» Görev listesi:
1 > Şaşı bakma üzerine denemeye göre köy yerlerinde pekmez eskiden ne tür bir kaba konurdu?
2 > Şaşı bakma üzerine denemenin "Üzerimize gelen karabasan" ifadesinden "gelirse ikram edilirdi." ifadesine kadar olan bölümünü harfi harfine yeniden yazın.

Hayatı Olduğu Gibi Görmemek İçin Şaşı Bakmak(Deneme)


Hayatı Olduğu Gibi Görmemek İçin Şaşı Bakmak(Deneme)
“Gelsin, hayat bildiği gibi gelsin, işimiz bu: yaşamak!” diyor Sezen.
Yaşamayı görülmesi gereken bir iş gibi algılamak şöyle dursun, yaşamakla dalga geçmesini de biliyor, zaten o bu yüzden Sezen!
Üzerimize gelen karabasan gibi bir hayata da eyvallah etmiyor, bildiği gibi gelsin! Diyerek.
Ne kadarımız, olduğu gibi görmemek için hayatı, şaşı bakmasını biliyoruz ki? En zor anımızdan gülünecek bir şey bulup, ters yüz ediyoruz gerçeklerin ağırlığını?
Gerçekler çok incitiyor; gerçekten çok incitiyor.
Eskiden köy yerlerinde pekmezi, ‘küp’ denilen topraktan yapma bir kaba koyarlardı ve bir kurbağanın kırk paraya sulandığı zamanlardı, pekmez çok değerliydi, çocuklardan saklanırdı ki eve bir misafir gelirse ikram edilirdi.
Çocukken, diye başladı yaşını başını almış bir amca, eve girdim açlıktan ölüyorum, anam pekmezi sakladığı odanın anahtarını üzerinde unutmuş. Baktım kocaman bir küp, içi pekmez dolu, aceleyle etrafa baktım, kimse yok. İçinden kepçe ile alıp tabağa koymak zahmetli ve zaman çok değerli, hemen küp’ü tepeme diktim. Çocuk boyunda bir küp, diker dikmez tepemden aşağı pekmez döküldü, yüzüm, gözüm ve tüm bedenim pekmez, bir baktım karşımda elinde bir oklava, anam dikiliyor, ne yapacağımı bilemedim, “iyi ki dedim o anda, iyi ki küp’e bir şey olmadı.”
Anamın elinden oklava düştü, düşmekle kalmadı, gülmeye başladı. Ve ilk defa yaptığım bir yaramazlıktan ötürü, verdiğim zarar da hesaba katılırsa ki bütün bir yılın sermayesi idi o pekmez, dayak yemeden sıyırdım.
Bir öğrenci düşünün, yaptığı yaramazlık nedeni ile çekmişiniz bir köşeye, cezalandırdınız cezalandıracaksınız, eli(niz) kulağında, tam o esnada çocuk, size, “öğretmenim, size güzel bir türkü söyleyivereyim”, derse, ya da eliniz çok yağlı, kulağımı kaydırıyor derse muzipçe, siz cezalandırmayı düşünmezsiniz herhalde.

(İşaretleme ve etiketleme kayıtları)
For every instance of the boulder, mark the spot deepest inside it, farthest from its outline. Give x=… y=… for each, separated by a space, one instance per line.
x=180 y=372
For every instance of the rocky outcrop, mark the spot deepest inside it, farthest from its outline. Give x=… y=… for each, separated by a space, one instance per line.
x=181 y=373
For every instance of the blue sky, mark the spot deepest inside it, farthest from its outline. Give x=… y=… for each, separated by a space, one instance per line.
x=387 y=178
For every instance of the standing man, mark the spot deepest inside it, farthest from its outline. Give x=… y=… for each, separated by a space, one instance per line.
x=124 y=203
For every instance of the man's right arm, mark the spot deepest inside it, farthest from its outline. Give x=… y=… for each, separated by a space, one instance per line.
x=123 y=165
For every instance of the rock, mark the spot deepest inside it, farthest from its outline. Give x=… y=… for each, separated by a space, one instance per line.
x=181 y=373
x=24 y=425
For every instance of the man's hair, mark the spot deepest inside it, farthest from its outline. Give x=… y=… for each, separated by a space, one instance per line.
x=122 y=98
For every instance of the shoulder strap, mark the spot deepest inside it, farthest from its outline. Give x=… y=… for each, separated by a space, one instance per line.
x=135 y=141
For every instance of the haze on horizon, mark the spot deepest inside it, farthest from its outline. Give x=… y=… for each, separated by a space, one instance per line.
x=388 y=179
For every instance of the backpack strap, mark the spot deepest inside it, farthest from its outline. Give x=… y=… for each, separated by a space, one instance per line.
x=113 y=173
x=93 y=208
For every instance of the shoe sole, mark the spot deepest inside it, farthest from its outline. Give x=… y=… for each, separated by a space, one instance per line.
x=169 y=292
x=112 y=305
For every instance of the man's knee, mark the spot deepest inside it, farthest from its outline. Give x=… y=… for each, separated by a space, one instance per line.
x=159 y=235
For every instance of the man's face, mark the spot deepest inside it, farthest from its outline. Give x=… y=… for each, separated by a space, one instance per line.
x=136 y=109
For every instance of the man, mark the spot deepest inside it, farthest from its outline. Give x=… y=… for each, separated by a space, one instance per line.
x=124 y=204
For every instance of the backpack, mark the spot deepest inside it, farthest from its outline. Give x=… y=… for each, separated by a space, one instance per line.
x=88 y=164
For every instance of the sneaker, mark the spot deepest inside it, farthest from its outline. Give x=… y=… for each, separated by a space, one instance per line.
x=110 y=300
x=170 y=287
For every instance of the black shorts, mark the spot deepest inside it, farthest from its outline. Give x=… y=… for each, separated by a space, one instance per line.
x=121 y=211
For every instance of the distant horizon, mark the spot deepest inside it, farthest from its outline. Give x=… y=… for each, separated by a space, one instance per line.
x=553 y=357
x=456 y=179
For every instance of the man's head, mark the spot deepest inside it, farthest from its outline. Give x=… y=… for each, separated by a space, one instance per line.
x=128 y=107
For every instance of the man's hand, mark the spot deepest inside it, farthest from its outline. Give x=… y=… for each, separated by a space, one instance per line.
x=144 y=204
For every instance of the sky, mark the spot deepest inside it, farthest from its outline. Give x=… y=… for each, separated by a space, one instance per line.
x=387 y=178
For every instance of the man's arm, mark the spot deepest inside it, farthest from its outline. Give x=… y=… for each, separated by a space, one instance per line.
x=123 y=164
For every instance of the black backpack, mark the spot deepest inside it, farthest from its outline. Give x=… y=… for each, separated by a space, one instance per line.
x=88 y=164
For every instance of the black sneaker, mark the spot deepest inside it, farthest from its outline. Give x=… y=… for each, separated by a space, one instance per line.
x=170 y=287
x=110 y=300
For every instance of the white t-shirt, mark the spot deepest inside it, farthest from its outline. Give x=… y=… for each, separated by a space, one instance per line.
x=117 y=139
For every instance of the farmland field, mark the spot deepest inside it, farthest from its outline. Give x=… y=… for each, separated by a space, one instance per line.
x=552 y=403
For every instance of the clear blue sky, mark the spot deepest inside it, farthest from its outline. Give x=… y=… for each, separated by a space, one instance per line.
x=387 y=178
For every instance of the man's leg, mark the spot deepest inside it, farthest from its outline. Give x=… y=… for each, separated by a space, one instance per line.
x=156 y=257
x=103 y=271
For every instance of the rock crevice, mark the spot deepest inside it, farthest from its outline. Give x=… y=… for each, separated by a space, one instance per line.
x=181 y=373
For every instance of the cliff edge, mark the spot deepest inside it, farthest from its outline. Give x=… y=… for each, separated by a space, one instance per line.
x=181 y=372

» Yanıtlar:
1 > Pekmez, "küp" denilen, topraktan yapılmış bir kaba konurdu.

2 >
Üzerimize gelen karabasan gibi bir hayata da eyvallah etmiyor, bildiği gibi gelsin! Diyerek.
Ne kadarımız, olduğu gibi görmemek için hayatı, şaşı bakmasını biliyoruz ki? En zor anımızdan gülünecek bir şey bulup, ters yüz ediyoruz gerçeklerin ağırlığını?
Gerçekler çok incitiyor; gerçekten çok incitiyor.
Eskiden köy yerlerinde pekmezi, ‘küp’ denilen topraktan yapma bir kaba koyarlardı ve bir kurbağanın kırk paraya sulandığı zamanlardı, pekmez çok değerliydi, çocuklardan saklanırdı ki eve bir misafir gelirse ikram edilirdi.